(Items from a dataset)
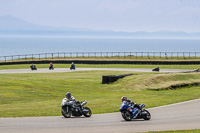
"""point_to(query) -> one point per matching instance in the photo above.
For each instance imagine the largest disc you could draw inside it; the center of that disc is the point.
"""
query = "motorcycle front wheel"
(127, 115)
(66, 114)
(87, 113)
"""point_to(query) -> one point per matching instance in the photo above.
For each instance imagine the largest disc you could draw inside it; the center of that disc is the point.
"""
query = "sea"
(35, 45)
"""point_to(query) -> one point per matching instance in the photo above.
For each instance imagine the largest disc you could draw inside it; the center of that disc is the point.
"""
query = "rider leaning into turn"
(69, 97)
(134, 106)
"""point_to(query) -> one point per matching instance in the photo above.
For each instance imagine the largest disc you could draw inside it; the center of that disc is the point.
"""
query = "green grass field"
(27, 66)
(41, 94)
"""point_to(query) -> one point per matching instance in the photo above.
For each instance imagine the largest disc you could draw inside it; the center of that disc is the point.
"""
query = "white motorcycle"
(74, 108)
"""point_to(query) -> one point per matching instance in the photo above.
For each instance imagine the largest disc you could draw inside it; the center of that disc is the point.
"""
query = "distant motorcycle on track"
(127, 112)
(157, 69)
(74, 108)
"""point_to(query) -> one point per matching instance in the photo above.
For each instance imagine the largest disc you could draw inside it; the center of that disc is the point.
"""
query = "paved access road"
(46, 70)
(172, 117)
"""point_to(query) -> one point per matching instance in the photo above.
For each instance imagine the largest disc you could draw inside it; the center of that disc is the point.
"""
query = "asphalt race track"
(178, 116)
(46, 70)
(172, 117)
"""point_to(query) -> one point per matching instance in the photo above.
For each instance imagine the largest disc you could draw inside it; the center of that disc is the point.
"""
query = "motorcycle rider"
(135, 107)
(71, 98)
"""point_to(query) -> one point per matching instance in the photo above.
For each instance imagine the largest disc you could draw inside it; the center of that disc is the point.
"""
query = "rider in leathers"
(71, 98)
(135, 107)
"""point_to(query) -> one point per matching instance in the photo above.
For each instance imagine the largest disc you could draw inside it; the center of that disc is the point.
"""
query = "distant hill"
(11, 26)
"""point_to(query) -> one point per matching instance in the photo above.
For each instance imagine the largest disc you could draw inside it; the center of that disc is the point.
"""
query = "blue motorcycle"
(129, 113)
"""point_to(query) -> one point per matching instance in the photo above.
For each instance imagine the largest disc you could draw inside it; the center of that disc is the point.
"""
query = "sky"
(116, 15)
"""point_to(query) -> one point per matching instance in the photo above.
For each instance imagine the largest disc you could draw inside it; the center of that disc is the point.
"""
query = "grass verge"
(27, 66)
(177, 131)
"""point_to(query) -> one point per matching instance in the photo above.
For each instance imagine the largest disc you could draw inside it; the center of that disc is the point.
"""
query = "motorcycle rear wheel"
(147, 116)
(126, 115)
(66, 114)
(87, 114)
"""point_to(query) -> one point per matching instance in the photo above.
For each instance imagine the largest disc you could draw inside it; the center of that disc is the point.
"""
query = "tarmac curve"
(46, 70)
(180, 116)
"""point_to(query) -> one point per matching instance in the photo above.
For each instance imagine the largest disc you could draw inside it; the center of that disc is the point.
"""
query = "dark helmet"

◆ **What you are asked to do**:
Give back the data exactly. Skip any images.

◆ **Task result**:
"""point_to(query) -> one point per matching instance in the photo above.
For each instance imagine the largest disc you could draw inside it; the center of that disc is the point.
"""
query = "motorcycle front wheel"
(127, 115)
(66, 114)
(87, 113)
"""point_to(query) -> one point per matching instance in the photo above.
For each instance imagine the largest disc you could draw inside it; the center of that disc is the point.
"""
query = "sea"
(35, 45)
"""point_to(query) -> one point per matching instance in the photo above.
For each instance imagine the largest disc you could draw inside it; the center of that disc is the point.
"""
query = "rider leaning into turn"
(69, 97)
(134, 106)
"""point_to(query) -> one point per matching instance in the photo above.
For each instance imagine the largest disc you could draw inside it; the center of that disc is the point.
"""
query = "green grass field"
(27, 66)
(41, 94)
"""point_to(query) -> one point per matching instance in the photo above.
For each instance imagine the largest disc you could draw inside it; the center of that disc is the point.
"""
query = "white motorcycle"
(74, 108)
"""point_to(query) -> one point per matching instance in the photo above.
For each instance imagine the largest disc you could draw inside it; the center of that disc is the point.
"""
query = "distant motorcycle on track"
(127, 112)
(157, 69)
(74, 108)
"""point_to(query) -> one point per matching instance in the photo above.
For each instance imagine the largest disc you could draw inside it; the center of that disc is the point.
"""
query = "paved access road"
(46, 70)
(172, 117)
"""point_to(query) -> one point per matching instance in the photo above.
For each instance imagine the largest disc you could draw inside it; the center of that disc is the point.
"""
query = "asphalt race track"
(178, 116)
(46, 70)
(172, 117)
"""point_to(query) -> one point per matching instance in the photo above.
For each instance imagine the largest disc you could draw inside it; the center of that disc is the point.
"""
query = "motorcycle rider"
(135, 107)
(71, 98)
"""point_to(query) -> one point per matching instance in the photo above.
For each instance imagine the largest disc you could draw inside it; the center of that disc is the point.
"""
query = "rider in leathers"
(71, 98)
(135, 107)
"""point_to(query) -> one point per matching instance in the photo above.
For each instance imagine the largest disc you could draw inside it; the center of that disc is the point.
"""
query = "distant hill"
(11, 26)
"""point_to(query) -> one point per matching instance in the photo above.
For each instance imagine the largest disc you could draw inside it; the center of that disc is the point.
"""
query = "blue motorcycle"
(129, 113)
"""point_to(query) -> one point per matching instance in the photo above.
For each instance imagine the largest disc you could draw inside it; the center of that disc is the point.
"""
query = "sky"
(116, 15)
"""point_to(query) -> one point per matching instance in the photo above.
For each instance imagine the largest disc you could draw inside it; the center of that disc is the point.
"""
query = "grass verge"
(27, 66)
(177, 131)
"""point_to(query) -> one point per matching instance in the photo above.
For each instance imagine the largest disc you could draw inside it; the center of that disc is the point.
"""
query = "motorcycle rear wheel"
(147, 116)
(126, 115)
(66, 114)
(87, 114)
"""point_to(query) -> one point per matching instance in the photo above.
For each instance imagine the largest disc you could draw inside it; the center of that disc is the point.
"""
query = "tarmac curve"
(46, 70)
(180, 116)
"""point_to(query) -> one point per matching instance in the photo above.
For each instance imagine the largest disc you could draw inside it; the center of that disc is the point.
"""
query = "dark helmet"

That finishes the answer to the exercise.